▶ **Brief**
Output all of the entries exactly as written.

▶ **Raw records**
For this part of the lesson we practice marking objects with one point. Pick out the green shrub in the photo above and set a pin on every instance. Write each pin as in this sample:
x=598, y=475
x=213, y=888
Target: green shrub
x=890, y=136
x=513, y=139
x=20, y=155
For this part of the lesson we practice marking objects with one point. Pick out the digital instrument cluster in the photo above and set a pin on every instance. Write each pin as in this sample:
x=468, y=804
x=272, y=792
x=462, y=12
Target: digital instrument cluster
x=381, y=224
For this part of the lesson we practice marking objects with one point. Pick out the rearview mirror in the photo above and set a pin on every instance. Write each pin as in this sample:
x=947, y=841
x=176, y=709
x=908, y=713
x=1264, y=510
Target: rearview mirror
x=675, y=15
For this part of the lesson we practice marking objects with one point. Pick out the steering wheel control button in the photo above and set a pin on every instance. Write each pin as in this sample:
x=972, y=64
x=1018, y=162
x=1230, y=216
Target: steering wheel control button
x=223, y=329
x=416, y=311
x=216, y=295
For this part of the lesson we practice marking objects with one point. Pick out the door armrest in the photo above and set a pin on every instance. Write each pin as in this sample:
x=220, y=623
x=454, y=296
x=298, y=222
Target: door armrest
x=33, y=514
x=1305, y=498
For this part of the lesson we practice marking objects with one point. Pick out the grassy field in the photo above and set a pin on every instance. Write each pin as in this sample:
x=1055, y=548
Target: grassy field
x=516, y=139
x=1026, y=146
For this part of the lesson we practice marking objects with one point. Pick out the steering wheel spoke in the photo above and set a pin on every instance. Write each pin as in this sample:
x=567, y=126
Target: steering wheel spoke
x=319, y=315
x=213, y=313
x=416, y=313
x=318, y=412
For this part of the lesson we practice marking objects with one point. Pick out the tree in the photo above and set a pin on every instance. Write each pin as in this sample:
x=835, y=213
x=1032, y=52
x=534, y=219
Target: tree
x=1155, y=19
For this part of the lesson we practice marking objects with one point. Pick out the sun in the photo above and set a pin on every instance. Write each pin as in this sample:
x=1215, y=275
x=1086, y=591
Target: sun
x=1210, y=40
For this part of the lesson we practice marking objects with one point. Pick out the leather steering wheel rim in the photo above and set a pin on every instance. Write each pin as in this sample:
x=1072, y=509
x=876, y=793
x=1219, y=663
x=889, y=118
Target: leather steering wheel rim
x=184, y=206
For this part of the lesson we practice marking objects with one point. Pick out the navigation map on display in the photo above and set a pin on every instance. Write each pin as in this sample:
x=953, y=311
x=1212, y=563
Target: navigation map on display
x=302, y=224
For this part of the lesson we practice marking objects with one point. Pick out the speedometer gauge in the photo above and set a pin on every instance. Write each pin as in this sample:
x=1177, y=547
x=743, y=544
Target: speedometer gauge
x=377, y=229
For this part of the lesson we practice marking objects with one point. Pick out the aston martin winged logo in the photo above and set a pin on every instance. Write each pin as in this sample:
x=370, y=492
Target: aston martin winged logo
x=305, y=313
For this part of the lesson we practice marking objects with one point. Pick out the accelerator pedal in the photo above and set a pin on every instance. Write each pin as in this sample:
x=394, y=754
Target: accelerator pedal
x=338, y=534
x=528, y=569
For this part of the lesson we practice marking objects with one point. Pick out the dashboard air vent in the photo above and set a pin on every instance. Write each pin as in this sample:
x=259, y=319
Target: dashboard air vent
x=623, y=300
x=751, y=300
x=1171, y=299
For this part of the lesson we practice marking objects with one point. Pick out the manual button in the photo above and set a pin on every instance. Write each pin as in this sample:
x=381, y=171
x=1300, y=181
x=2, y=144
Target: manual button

▶ **Answer to the task**
For this part of the lesson we practice marking objects with one point. Pick out the green shrub in the photo above and set a pin on every instance. Write each pin as in this sample:
x=598, y=475
x=213, y=888
Target: green shrub
x=890, y=136
x=513, y=139
x=20, y=155
For this part of the lesson we practice marking objects with one point. Pick out the digital instrument cluster in the photo above and set a pin on every instance. Write each pin as in this sample:
x=468, y=804
x=272, y=792
x=462, y=12
Target: digital instrument cluster
x=381, y=224
For this part of the lesson we practice marking objects with one point. Pick out the rearview mirror in the photo above and set a pin on every instance. Write each pin as in this sample:
x=947, y=841
x=176, y=709
x=908, y=713
x=1264, y=510
Target: rearview mirror
x=675, y=15
For this part of the lesson we practice marking objects with one point. Pick out the steering wheel control button in the photo above and set a pin on every instance. Write each pin as in this sample:
x=972, y=64
x=1018, y=162
x=1230, y=216
Target: steering wheel control button
x=223, y=329
x=416, y=311
x=216, y=295
For this part of the lesson we practice marking objects with one point. Pick out the door armrest in the photo above and set a pin on every instance. Write each pin as in this sample:
x=220, y=623
x=454, y=296
x=298, y=222
Target: door armrest
x=33, y=514
x=1305, y=498
For this part of the lesson we practice marking objects with one point. Pick out the grassy field in the photo above and set a pin on every instance. Write each pin as in this sample:
x=1055, y=548
Target: grassy field
x=516, y=139
x=1026, y=146
For this part of the lesson we practice marking objects with one point. Pick out the steering wheel spoke in the photo above and set a pin on every instance. Write each pin as in this sample:
x=567, y=126
Target: steering wheel spoke
x=319, y=315
x=213, y=313
x=416, y=313
x=318, y=412
For this part of the lesson we practice marking objects with one point. Pick out the tree in the photo above and set a pin on every instance. Write each pin as in this sample:
x=835, y=213
x=1032, y=52
x=534, y=219
Target: tree
x=1155, y=19
For this part of the lesson we practice marking objects with one point. Pick out the sun in the photo above and set a pin on every instance. Write each pin as in this sample:
x=1215, y=275
x=1086, y=591
Target: sun
x=1210, y=40
For this part of the lesson we practice marking objects with one point. Pick out the leather steering wheel rim in the photo above and set a pin on every instance. Write each pin as in this sample:
x=1072, y=509
x=876, y=793
x=1219, y=663
x=889, y=118
Target: leather steering wheel rim
x=184, y=206
For this part of the lesson we practice marking objects with one point. Pick out the navigation map on display in the photo above and set a pin on every instance. Write each pin as in this sample:
x=953, y=311
x=1212, y=563
Target: navigation map on display
x=302, y=224
For this part of the lesson we practice marking objects with one point. Pick out the speedometer gauge in the photo above and set a pin on every instance. Write each pin as in this sample:
x=1177, y=547
x=743, y=544
Target: speedometer gauge
x=377, y=229
For this part of the lesson we practice marking objects with one point. Pick out the aston martin winged logo in the photo above and set a pin on every instance. Write each pin as in this sample:
x=370, y=492
Target: aston martin winged logo
x=305, y=313
For this part of the lesson we practice marking objects with one point. Pick out the accelerator pedal in the photo above and set a pin on every instance. Write each pin as in this sample:
x=394, y=754
Target: accelerator pedal
x=338, y=534
x=528, y=569
For this part of the lesson we practice marking objects with one point. Pick out the dashboard air vent in the photo above and set a pin on every instance. Write each pin as in this sample:
x=259, y=319
Target: dashboard air vent
x=623, y=300
x=751, y=300
x=1171, y=299
For this part of the lesson we practice marking objects with one point. Pick out the manual button in the photo above and set a pin on every instance. Write each pin as in this sample:
x=381, y=171
x=1300, y=181
x=2, y=144
Target: manual button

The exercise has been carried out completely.